**Given instruction**: Return each of the records below word for word, with no changes.

==== Data for this exercise ====

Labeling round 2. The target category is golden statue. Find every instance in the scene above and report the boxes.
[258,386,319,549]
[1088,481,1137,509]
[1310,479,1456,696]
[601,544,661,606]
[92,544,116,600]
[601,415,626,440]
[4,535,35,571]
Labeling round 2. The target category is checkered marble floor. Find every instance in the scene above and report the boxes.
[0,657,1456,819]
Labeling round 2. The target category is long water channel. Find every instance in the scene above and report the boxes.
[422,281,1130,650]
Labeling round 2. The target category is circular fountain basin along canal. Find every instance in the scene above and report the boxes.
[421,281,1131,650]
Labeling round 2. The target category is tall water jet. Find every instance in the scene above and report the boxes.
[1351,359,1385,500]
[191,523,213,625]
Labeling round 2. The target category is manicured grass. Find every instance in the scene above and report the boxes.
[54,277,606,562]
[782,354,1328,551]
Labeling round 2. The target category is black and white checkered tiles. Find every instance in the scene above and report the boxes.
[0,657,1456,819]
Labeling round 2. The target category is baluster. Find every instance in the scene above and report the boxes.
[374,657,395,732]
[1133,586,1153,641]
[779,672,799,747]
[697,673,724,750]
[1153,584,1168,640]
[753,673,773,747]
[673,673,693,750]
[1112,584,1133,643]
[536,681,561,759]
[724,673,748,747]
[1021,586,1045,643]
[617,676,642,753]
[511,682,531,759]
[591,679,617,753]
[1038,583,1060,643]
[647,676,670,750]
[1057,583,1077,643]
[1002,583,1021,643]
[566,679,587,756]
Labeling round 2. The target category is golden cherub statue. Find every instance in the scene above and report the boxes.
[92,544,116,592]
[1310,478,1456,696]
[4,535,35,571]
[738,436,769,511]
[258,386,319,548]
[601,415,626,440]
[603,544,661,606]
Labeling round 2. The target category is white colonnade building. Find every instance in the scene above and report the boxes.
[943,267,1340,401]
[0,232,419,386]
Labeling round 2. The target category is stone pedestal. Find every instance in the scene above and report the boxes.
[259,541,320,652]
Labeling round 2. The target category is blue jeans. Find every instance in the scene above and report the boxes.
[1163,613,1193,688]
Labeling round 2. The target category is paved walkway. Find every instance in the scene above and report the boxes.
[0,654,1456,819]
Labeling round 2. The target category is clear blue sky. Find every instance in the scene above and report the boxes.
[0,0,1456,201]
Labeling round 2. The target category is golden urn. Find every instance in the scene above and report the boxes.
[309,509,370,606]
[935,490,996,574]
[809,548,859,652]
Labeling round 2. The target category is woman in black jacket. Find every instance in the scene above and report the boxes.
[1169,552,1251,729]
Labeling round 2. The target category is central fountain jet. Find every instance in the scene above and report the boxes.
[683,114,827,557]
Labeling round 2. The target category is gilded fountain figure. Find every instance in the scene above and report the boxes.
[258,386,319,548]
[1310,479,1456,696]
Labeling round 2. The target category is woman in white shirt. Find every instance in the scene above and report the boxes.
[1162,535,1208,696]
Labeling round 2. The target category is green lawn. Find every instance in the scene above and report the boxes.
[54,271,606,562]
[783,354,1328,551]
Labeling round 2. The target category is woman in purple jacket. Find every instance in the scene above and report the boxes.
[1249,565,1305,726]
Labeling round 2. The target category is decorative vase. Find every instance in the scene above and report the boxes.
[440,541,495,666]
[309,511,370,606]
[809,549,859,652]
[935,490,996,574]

====

**Answer to this problem**:
Labeling round 2. The target category is golden statue. Find every instance in the scene above and report the boxes.
[258,386,319,549]
[1088,481,1137,509]
[1310,479,1456,696]
[601,544,661,606]
[92,544,116,600]
[601,415,626,440]
[4,535,35,571]
Labeling round 2. The target category is checkered marble floor. Find every instance in the scene above and report the boxes.
[0,657,1456,819]
Labeling round 2. The target category is long water channel. Find every instance in the scene above and report the boxes.
[422,281,1130,650]
Labeling round 2. The target category is circular fountain basin along canal. Find every instance in the scene above and report the boxes.
[421,281,1131,650]
Labeling round 2. The target category is tall water jet. Find every instance in the scene above and report the boxes.
[1351,359,1385,500]
[191,523,213,625]
Labeling round 2. The target category is manicured grass. Find every instance in the scene above and report the boxes.
[54,277,606,562]
[782,354,1328,551]
Labeling round 2. The target category is black and white checkered tiles. Find every instance in the scene above and report the boxes.
[0,657,1456,819]
Labeling round 2. The target category is baluster. Find every instance in the scene above and report the boxes.
[374,657,395,732]
[1133,586,1153,641]
[779,672,799,747]
[697,673,724,750]
[1153,584,1168,640]
[753,673,773,747]
[673,673,693,750]
[1112,584,1133,643]
[536,681,561,759]
[724,673,748,747]
[1021,586,1045,643]
[617,676,642,753]
[511,682,531,759]
[591,679,617,753]
[1038,583,1060,643]
[647,676,670,750]
[1057,583,1077,643]
[1002,583,1021,643]
[566,679,587,756]
Labeling round 2. The target category is golden cherub statue. Find every instance in the scene above and report the boxes.
[92,544,116,592]
[1310,478,1456,696]
[4,535,35,571]
[738,436,769,511]
[258,386,319,548]
[601,415,626,440]
[603,544,661,606]
Labeling round 2. The target category is white colonnade building. Find every instance in the scene above and report the boxes.
[943,267,1340,401]
[0,232,419,386]
Labeling round 2. The target category is stone pedestal. Find every instance in the scene above and report the boxes.
[259,541,320,652]
Labeling round 2. The target category is blue jeans. Find every instance in the scene above and report the boxes.
[1163,613,1193,688]
Labeling round 2. The target category is paved walkway. Find every instance in the scene above and report the boxes.
[0,654,1456,819]
Labeling round 2. The target category is clear blue sky. Find every instance in the scene above and report the boxes.
[0,0,1456,201]
Labeling round 2. The target category is golden urn. Find every instance in the scene above and report the boxes.
[309,509,370,606]
[935,490,996,574]
[809,548,859,652]
Labeling round 2. The target category is woman in black jacket. Find every instance in the scene above and report the boxes.
[1169,552,1251,729]
Labeling round 2. The target category is central fountain jet. Find every instance in the scene above and report the boxes.
[683,114,827,557]
Labeling round 2. The target category is gilded fountain figure. Find every instance in the scene above and report the boxes.
[258,386,319,548]
[1310,479,1456,696]
Labeling round 2. The target category is woman in white shirt. Find every instance in the scene above and report the boxes.
[1162,535,1208,696]
Labeling round 2. The target category is green lawn. Find every instance in the scene above and report the boxes.
[54,271,606,562]
[783,354,1328,551]
Labeling round 2. The target category is woman in purple jacket. Find every instance in the scene above and report the boxes.
[1249,565,1305,726]
Labeling round 2. The target category is decorative vase. Find every instance in the scene above and report the boxes.
[440,541,495,666]
[309,511,370,606]
[809,549,859,652]
[935,490,996,574]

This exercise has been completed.